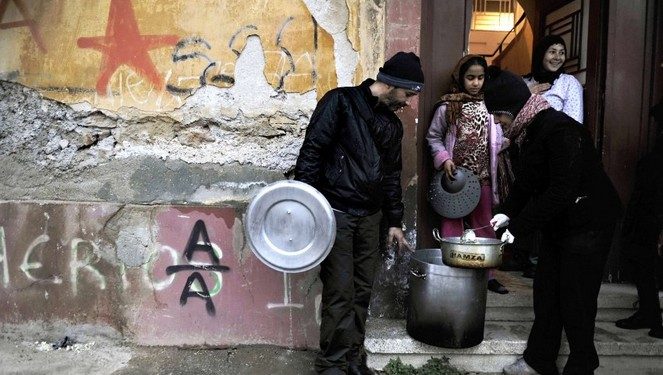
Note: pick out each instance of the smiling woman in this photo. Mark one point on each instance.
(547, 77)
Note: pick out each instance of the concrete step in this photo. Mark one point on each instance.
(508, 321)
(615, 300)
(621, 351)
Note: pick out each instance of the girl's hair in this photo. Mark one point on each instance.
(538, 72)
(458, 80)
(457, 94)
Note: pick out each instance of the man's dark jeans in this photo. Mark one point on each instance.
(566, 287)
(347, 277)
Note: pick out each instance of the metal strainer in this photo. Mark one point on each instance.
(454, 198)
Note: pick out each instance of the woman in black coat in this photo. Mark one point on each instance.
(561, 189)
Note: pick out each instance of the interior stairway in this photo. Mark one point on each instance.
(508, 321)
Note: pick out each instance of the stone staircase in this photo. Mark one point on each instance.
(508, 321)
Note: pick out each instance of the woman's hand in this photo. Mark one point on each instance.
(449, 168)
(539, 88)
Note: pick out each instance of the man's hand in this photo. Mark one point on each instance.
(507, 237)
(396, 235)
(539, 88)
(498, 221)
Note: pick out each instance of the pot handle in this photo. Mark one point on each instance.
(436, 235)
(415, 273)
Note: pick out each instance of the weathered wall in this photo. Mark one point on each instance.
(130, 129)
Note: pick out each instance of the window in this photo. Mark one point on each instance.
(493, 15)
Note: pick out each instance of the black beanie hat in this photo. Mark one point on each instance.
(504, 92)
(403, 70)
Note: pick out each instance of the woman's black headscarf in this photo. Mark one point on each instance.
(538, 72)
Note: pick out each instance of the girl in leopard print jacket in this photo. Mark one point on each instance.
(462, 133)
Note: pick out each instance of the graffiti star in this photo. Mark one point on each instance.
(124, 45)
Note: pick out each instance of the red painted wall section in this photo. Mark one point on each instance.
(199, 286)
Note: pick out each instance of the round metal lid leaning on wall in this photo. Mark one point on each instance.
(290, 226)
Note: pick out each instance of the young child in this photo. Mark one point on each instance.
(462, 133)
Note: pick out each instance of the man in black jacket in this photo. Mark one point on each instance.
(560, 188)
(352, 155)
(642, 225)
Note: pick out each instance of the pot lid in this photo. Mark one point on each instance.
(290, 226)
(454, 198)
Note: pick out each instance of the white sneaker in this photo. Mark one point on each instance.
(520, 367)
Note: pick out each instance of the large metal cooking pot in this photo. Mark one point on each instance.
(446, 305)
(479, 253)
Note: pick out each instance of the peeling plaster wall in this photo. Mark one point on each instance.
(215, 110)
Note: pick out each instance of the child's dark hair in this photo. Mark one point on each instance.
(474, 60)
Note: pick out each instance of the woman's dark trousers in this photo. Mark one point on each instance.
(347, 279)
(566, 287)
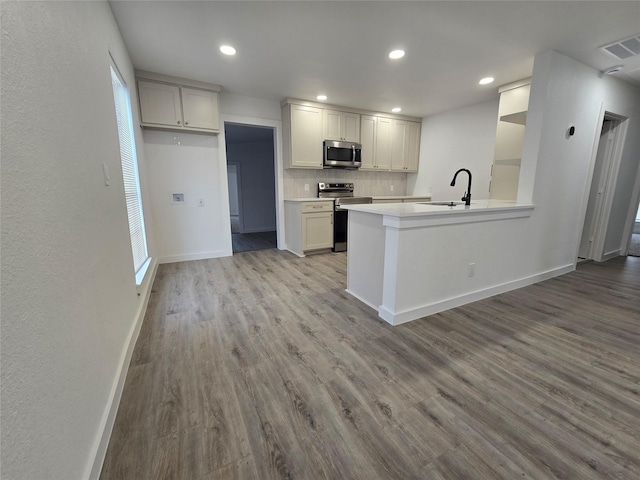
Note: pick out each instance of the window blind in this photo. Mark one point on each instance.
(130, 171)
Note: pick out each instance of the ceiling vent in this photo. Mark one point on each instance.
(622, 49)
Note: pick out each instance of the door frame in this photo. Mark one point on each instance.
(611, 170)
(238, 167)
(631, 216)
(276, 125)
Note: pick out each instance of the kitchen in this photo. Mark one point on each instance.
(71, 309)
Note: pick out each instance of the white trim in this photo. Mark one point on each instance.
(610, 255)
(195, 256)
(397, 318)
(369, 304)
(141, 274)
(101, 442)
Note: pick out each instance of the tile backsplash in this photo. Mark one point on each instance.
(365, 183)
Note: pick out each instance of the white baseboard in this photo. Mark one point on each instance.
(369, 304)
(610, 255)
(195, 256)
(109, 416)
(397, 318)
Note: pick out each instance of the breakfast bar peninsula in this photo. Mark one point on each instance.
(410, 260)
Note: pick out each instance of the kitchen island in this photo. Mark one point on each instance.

▶ _Work to be completed_:
From the line containing "Note: pick out each instance of the white sneaker" through the final line of the listing above, reproduce every line exactly, with no pictures.

▶ _Response_:
Note: pick out each instance of the white sneaker in this photo. Mark one point on each instance.
(520, 367)
Note: pick out each instance of the large metal cooking pot in this photo. Mark one point on each instance.
(446, 305)
(479, 253)
Note: pick out each instance of the peeling plaster wall in this photo. Mark one point on each instance.
(215, 110)
Note: pick out each instance of the child's dark hair in this photo. Mark one point on each instance.
(474, 60)
Note: pick out each instance of the woman's dark trousers in this photo. Mark one point on each instance.
(347, 279)
(566, 287)
Note: pick out each instance of the window blind in this photo. Mark one point on each instance.
(130, 171)
Note: pick out each instance of the ceiling vent in this photo. Mark one point on each instance.
(622, 49)
Note: pick out each instance of the door frame in this photo. Mark one point on each instance.
(611, 170)
(238, 167)
(631, 216)
(276, 125)
Note: pick out each instance of the kitchen in this photo. Mark one point on each instance.
(71, 309)
Note: pick out each instance of the white trim in this photo. Mark one point on each instance.
(610, 255)
(195, 256)
(397, 318)
(369, 304)
(141, 274)
(101, 442)
Note: pick out each instance of the tile backsplash in this photo. Mark one point on each instance.
(365, 183)
Note: pick out each instance of the white baseboard in this photo. Mark one point on each instance.
(369, 304)
(610, 255)
(195, 256)
(109, 416)
(397, 318)
Note: pick out each instance of the breakfast bar peninsula in this photo. Mark one point on each instance.
(410, 260)
Note: pick out each instance of the kitchen island in this photo. Mark one point on each instance.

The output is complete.